● Required action:
Output each record exactly. Leave none out.

------

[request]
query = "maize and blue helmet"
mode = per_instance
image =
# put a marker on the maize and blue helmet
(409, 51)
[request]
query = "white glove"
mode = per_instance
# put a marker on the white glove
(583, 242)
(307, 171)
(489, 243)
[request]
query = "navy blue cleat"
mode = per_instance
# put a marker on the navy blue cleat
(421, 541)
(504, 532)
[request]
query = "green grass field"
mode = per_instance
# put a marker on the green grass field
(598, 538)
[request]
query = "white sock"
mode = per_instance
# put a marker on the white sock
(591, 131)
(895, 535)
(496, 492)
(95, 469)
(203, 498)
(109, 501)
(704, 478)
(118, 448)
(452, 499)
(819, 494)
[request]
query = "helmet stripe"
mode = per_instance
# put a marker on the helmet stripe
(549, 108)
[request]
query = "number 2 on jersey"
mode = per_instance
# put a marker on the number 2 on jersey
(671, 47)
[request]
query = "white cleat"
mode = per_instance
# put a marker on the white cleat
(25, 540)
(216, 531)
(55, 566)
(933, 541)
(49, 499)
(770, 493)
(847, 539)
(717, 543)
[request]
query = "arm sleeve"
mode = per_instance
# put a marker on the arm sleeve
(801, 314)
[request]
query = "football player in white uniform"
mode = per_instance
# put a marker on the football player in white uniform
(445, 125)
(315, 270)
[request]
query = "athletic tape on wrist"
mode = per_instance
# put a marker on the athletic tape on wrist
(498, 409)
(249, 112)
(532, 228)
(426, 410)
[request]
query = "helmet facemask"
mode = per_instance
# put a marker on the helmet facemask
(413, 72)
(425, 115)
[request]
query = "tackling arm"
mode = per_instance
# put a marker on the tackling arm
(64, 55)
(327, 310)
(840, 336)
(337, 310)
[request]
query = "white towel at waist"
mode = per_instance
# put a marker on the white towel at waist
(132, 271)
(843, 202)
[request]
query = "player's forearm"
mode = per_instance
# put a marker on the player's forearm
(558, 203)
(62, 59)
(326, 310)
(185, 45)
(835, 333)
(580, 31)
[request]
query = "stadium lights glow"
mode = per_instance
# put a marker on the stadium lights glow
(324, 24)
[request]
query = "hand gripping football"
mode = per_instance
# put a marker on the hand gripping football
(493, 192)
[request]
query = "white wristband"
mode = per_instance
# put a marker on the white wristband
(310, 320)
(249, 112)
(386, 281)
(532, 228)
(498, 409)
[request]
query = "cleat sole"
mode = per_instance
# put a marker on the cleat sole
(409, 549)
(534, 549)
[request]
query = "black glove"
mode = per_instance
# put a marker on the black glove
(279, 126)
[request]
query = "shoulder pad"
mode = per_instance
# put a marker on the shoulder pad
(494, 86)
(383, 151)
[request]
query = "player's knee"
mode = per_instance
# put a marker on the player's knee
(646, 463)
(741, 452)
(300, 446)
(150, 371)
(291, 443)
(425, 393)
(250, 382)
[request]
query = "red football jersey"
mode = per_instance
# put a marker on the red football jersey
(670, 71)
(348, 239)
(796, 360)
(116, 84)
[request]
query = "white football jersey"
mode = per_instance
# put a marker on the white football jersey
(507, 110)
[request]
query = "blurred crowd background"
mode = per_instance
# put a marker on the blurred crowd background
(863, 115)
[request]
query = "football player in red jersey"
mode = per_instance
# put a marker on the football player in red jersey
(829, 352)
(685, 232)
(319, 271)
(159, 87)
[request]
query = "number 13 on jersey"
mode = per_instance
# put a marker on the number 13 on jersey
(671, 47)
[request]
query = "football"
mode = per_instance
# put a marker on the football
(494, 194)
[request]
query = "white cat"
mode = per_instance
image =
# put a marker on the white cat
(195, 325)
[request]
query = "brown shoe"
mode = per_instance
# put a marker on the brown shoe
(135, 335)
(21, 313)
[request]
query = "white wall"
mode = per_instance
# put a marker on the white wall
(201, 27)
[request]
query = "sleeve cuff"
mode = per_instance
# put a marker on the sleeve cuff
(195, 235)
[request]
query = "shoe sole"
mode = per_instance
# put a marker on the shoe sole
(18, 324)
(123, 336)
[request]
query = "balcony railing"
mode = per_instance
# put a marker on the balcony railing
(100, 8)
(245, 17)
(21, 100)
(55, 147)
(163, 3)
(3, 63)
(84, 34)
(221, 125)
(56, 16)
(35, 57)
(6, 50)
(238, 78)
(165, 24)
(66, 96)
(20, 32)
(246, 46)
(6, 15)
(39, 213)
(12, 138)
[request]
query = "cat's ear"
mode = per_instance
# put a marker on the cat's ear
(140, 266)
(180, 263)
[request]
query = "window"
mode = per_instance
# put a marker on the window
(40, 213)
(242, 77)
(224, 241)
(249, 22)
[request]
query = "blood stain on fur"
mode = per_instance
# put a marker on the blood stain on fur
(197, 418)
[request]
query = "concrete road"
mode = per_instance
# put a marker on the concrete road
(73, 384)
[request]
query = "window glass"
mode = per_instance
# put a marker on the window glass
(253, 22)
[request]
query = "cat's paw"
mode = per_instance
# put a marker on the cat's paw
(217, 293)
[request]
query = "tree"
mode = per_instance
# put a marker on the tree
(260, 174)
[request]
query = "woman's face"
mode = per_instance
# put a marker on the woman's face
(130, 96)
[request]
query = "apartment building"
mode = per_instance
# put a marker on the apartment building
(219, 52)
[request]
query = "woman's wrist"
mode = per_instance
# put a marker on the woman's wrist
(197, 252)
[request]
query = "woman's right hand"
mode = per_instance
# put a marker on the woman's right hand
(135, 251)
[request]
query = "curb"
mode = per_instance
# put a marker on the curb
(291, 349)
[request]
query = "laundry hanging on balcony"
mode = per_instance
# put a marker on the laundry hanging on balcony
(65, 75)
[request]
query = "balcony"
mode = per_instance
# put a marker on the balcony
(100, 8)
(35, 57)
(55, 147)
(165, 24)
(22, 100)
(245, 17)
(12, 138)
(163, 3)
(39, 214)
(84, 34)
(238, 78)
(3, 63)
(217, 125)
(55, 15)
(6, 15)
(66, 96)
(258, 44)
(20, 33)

------

● Output for this exercise:
[request]
query = "maize and blue helmet"
mode = per_instance
image =
# put a marker on the maize and blue helmet
(409, 51)
[request]
query = "white glove"
mode = per_instance
# put a marker on the white glove
(583, 242)
(307, 171)
(489, 243)
[request]
query = "navy blue cleat"
mode = per_instance
# put a marker on the navy blue cleat
(421, 541)
(504, 532)
[request]
query = "green grass field"
mode = per_instance
# put a marker on the green grass field
(598, 538)
[request]
query = "white sock"
mode = per_instance
# put a marker on the white sock
(591, 131)
(895, 535)
(496, 492)
(95, 469)
(203, 498)
(109, 501)
(704, 478)
(118, 448)
(452, 499)
(819, 494)
[request]
query = "helmet stripe"
mode = per_instance
# put a marker on the helmet stripe
(549, 108)
[request]
query = "number 2 on jersey"
mode = per_instance
# put a marker on the number 2 on jersey
(671, 47)
[request]
query = "white cleat"
mode = per_instance
# put a marker on the white cleat
(25, 540)
(216, 531)
(55, 566)
(933, 541)
(49, 499)
(770, 493)
(847, 539)
(717, 543)
[request]
query = "arm sleeve"
mode = per_instance
# put a marker on the arm sleeve
(801, 314)
[request]
query = "football player in white uniform"
mode = per_instance
# put a marker on the football player in white uniform
(445, 125)
(315, 270)
[request]
query = "athletic tape on wrist"
mode = per_instance
# put a marker on the athletic tape on wrist
(498, 409)
(249, 112)
(532, 228)
(426, 410)
[request]
query = "helmet facemask"
mode = per_instance
# put a marker on the helmet facemask
(413, 72)
(425, 115)
[request]
query = "tackling arm"
mode = per_instance
# put a marker on the tackling arm
(64, 55)
(327, 310)
(840, 336)
(337, 310)
[request]
query = "white towel at waist"
mode = per_instance
# put a marker on the white towel at waist
(132, 271)
(843, 202)
[request]
query = "player's forearm"
mode = per_instance
# put a marker on the player's forearm
(558, 203)
(62, 59)
(326, 310)
(185, 45)
(835, 333)
(580, 31)
[request]
query = "stadium lights glow"
mode = per_instance
# put a marker on the stadium lights glow
(324, 24)
[request]
query = "hand gripping football"
mode = per_instance
# put a marker on the hand gripping football
(493, 192)
[request]
query = "white wristband"
mode = per_instance
# put a marker on the white wristband
(310, 320)
(249, 112)
(386, 281)
(532, 228)
(498, 409)
[request]
query = "cleat sole"
mode = per_instance
# put a marker on the cleat sole
(409, 549)
(534, 549)
[request]
query = "black glove"
mode = per_instance
# put a marker on the black glove
(279, 126)
[request]
query = "shoulder pad"
mode = per_instance
# put a marker on the shoulder pad
(494, 86)
(383, 151)
[request]
query = "player's knee"
mode = per_instance
# put a marker on the player's knee
(646, 463)
(741, 452)
(300, 446)
(150, 371)
(291, 443)
(425, 393)
(250, 382)
[request]
query = "red football jersey"
mode = per_instance
# put a marker on the red football jersey
(670, 71)
(348, 239)
(796, 360)
(116, 84)
[request]
query = "white football jersey"
mode = per_instance
# put a marker on the white football jersey
(507, 110)
[request]
query = "blurred crowd background"
mode = per_instance
# put a marker on the blurred crowd background
(863, 115)
[request]
query = "football player in red jersey"
mode = per_instance
# put a marker on the football player in red jersey
(829, 352)
(685, 232)
(319, 271)
(159, 87)
[request]
query = "number 13 on jersey"
mode = per_instance
# put a marker on the number 13 on jersey
(671, 47)
[request]
query = "football"
mode = per_instance
# put a marker on the football
(494, 194)
[request]
query = "white cat"
mode = per_instance
image =
# put a marker on the white cat
(195, 325)
[request]
query = "brown shoe"
mode = per_instance
# put a marker on the brown shoe
(135, 335)
(21, 313)
[request]
query = "white wall"
mode = per_instance
# put a marker on the white wall
(201, 27)
[request]
query = "sleeve cuff"
mode = per_instance
# put a marker on the sleeve cuff
(195, 235)
[request]
query = "shoe sole"
mode = per_instance
# put a marker on the shoe sole
(18, 324)
(123, 336)
[request]
query = "balcony railing"
mode = per_instance
# put a marker on the balcony railing
(100, 8)
(245, 17)
(21, 100)
(55, 147)
(163, 3)
(3, 63)
(84, 34)
(221, 125)
(56, 16)
(35, 57)
(6, 50)
(238, 78)
(165, 24)
(66, 96)
(20, 32)
(246, 46)
(6, 15)
(39, 213)
(12, 138)
[request]
query = "cat's ear"
mode = per_instance
# put a marker on the cat's ear
(140, 266)
(180, 263)
[request]
query = "window"
mode = per_instance
# put a marker on the window
(40, 213)
(242, 77)
(224, 241)
(249, 22)
[request]
query = "blood stain on fur"
mode = per_instance
# put a marker on the blood stain on fur
(197, 418)
[request]
query = "concrete road"
mode = per_instance
# put a marker on the concrete road
(73, 384)
[request]
query = "window glass"
mode = per_instance
# put a marker on the window glass
(253, 22)
[request]
query = "cat's paw"
mode = per_instance
# put a marker on the cat's paw
(217, 293)
[request]
query = "tree"
mode = per_instance
# put a marker on the tree
(260, 174)
[request]
query = "woman's face"
mode = per_instance
# put a marker on the woman's face
(130, 96)
[request]
query = "apartment building"
mode = per_instance
# put a marker on the apartment building
(219, 52)
[request]
query = "woman's wrist"
mode = per_instance
# put a marker on the woman's wrist
(197, 252)
[request]
query = "woman's right hand"
mode = per_instance
# put a marker on the woman's right hand
(135, 251)
[request]
query = "curb"
mode = per_instance
# put a marker on the curb
(291, 349)
[request]
query = "laundry hanging on balcony"
mode = per_instance
# put a marker on the laundry hanging on balcony
(65, 75)
[request]
query = "balcony"
mode = per_instance
# put a marker on the balcony
(100, 8)
(35, 57)
(55, 147)
(165, 24)
(22, 100)
(245, 17)
(12, 138)
(163, 3)
(39, 214)
(84, 34)
(238, 78)
(3, 63)
(217, 125)
(55, 15)
(6, 15)
(66, 96)
(258, 44)
(20, 33)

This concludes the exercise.